(Natural language region descriptions)
────────────────

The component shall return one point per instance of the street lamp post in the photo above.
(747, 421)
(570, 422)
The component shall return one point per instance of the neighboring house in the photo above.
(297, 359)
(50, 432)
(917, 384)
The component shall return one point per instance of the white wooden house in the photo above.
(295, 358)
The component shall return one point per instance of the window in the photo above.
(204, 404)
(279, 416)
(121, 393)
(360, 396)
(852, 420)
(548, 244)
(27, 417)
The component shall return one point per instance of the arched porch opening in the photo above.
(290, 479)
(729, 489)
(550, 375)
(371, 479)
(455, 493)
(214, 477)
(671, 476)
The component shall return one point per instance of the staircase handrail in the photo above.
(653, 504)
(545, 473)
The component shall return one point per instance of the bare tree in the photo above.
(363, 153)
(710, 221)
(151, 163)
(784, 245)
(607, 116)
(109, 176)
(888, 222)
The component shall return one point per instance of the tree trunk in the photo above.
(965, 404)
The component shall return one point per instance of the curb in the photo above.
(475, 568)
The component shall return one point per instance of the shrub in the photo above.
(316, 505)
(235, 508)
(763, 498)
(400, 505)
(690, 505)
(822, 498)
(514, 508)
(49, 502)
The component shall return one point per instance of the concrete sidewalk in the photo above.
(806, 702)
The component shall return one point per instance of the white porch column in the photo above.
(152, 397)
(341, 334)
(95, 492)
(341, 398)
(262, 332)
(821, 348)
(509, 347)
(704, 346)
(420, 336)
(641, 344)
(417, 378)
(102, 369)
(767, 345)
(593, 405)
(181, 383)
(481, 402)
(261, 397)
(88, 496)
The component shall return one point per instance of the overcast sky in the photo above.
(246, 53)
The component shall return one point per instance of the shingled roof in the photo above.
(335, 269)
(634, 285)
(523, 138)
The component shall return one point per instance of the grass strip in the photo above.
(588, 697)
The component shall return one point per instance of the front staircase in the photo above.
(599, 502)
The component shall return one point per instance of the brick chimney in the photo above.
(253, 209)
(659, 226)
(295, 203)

────────────────

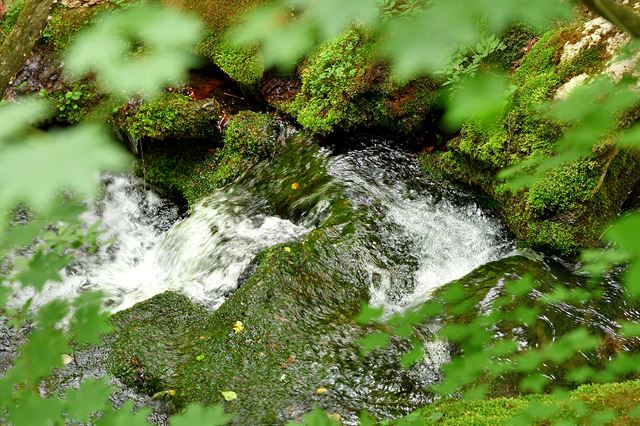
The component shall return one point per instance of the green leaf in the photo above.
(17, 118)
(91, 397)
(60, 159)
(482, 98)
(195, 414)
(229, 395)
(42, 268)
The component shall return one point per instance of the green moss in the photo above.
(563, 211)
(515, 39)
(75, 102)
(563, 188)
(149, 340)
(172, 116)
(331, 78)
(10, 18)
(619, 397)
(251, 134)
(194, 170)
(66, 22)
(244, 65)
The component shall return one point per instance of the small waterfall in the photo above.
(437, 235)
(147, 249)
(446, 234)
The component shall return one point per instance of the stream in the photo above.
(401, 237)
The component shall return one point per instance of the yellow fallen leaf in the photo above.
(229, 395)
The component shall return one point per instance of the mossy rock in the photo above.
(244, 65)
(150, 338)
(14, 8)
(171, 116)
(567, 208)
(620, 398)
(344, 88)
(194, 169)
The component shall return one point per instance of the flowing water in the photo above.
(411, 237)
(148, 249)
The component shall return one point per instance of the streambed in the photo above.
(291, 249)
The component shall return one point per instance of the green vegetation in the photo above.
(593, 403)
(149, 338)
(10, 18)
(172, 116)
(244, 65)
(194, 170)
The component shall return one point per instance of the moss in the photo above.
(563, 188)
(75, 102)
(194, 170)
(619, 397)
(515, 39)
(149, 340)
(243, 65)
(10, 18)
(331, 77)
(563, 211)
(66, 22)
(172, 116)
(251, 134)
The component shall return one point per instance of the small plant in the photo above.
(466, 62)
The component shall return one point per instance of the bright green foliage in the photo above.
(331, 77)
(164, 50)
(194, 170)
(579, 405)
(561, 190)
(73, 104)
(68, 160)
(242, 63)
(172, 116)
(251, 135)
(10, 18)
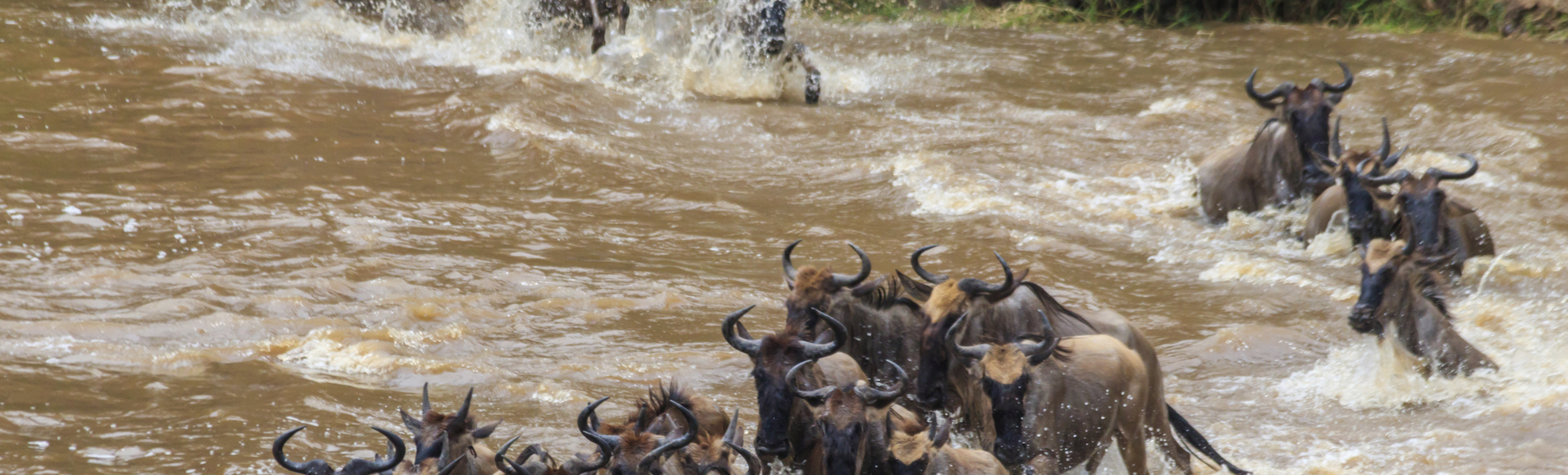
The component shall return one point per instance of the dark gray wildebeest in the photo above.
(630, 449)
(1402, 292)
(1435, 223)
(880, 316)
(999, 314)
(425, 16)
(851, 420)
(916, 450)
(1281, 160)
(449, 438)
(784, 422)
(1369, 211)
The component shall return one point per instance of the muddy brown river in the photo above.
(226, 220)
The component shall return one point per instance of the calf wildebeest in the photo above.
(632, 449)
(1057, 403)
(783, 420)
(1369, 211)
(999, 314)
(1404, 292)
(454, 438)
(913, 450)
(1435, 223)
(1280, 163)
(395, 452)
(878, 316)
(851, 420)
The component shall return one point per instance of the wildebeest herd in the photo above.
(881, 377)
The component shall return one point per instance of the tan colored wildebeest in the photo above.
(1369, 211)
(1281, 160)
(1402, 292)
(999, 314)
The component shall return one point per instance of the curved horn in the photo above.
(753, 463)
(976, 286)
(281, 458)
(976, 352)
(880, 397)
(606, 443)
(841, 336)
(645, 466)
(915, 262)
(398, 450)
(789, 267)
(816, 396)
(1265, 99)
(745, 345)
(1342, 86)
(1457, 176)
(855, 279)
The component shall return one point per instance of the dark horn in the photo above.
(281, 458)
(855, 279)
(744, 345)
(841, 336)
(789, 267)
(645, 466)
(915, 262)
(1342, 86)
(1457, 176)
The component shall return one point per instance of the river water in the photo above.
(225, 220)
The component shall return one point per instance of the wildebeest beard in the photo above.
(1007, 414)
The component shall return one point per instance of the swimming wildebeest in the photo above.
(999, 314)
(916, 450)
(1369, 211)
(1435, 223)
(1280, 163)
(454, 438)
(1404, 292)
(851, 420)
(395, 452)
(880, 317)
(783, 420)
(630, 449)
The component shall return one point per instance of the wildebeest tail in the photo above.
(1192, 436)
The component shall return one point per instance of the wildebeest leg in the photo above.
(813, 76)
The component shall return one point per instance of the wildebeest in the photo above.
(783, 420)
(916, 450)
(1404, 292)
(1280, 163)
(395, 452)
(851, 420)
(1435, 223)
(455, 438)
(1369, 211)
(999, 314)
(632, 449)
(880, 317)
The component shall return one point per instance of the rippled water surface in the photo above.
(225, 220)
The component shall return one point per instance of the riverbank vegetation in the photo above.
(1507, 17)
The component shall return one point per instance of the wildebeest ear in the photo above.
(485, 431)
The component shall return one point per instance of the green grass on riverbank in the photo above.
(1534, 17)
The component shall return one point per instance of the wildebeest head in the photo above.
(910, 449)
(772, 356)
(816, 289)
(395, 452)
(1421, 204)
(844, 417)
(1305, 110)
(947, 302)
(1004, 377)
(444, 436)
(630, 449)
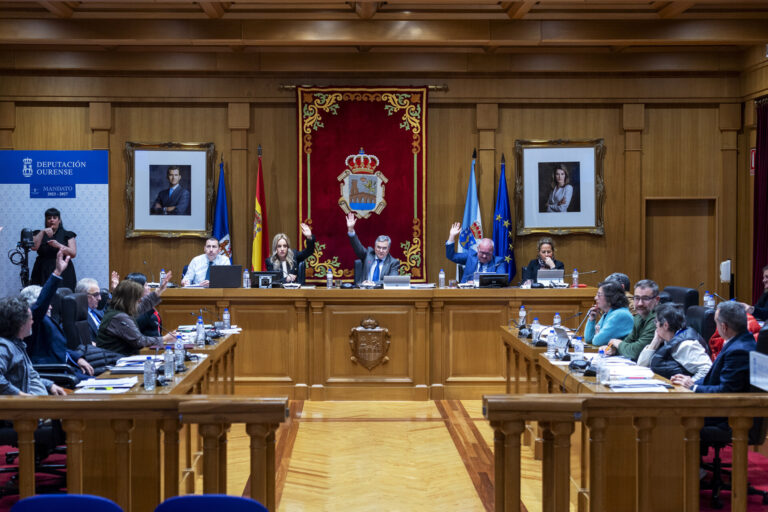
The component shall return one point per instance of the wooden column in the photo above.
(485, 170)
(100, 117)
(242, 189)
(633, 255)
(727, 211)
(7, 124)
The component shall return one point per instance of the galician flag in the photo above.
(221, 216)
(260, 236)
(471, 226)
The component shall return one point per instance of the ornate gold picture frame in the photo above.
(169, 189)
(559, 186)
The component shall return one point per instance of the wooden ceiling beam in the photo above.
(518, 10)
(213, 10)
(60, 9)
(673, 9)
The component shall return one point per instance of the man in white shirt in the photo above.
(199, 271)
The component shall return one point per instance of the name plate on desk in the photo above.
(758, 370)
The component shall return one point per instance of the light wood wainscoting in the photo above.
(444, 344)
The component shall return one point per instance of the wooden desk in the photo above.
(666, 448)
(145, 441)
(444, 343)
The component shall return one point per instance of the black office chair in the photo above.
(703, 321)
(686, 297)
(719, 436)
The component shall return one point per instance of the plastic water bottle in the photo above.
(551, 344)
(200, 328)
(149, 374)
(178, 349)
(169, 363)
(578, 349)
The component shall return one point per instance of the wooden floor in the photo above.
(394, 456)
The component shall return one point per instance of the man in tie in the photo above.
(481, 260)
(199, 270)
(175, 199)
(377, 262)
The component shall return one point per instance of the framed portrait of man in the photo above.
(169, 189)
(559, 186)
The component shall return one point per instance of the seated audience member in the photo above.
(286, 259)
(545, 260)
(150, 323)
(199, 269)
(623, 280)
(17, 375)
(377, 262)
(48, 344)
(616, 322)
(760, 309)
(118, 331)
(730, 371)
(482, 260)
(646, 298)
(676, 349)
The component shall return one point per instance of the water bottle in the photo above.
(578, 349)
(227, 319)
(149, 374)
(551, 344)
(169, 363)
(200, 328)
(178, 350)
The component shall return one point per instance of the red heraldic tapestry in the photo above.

────────────────

- [Work request] Out of the data above, set down the lines from the one with "tie in the photo above." to the one with "The component shall return one point per instance of the red", both included, exactly as written and with no additions.

- [Exercise solution]
The component shall return one point per instance of the man in tie in the photo above.
(481, 260)
(199, 270)
(175, 199)
(377, 262)
The component shall return one point per instance of the framed portrait of man in the photo above.
(169, 189)
(559, 186)
The component shall return one point per instance of the seated audience member in the photo above.
(286, 259)
(545, 260)
(150, 323)
(199, 269)
(623, 280)
(17, 375)
(377, 262)
(48, 344)
(616, 322)
(760, 309)
(118, 331)
(730, 371)
(482, 260)
(646, 298)
(676, 349)
The component shall return one point per instance of the water bottle in the photo above.
(578, 349)
(227, 319)
(149, 374)
(551, 344)
(169, 363)
(200, 328)
(178, 350)
The component shall return one point per instance of the red heraldic tapestry in the photo above.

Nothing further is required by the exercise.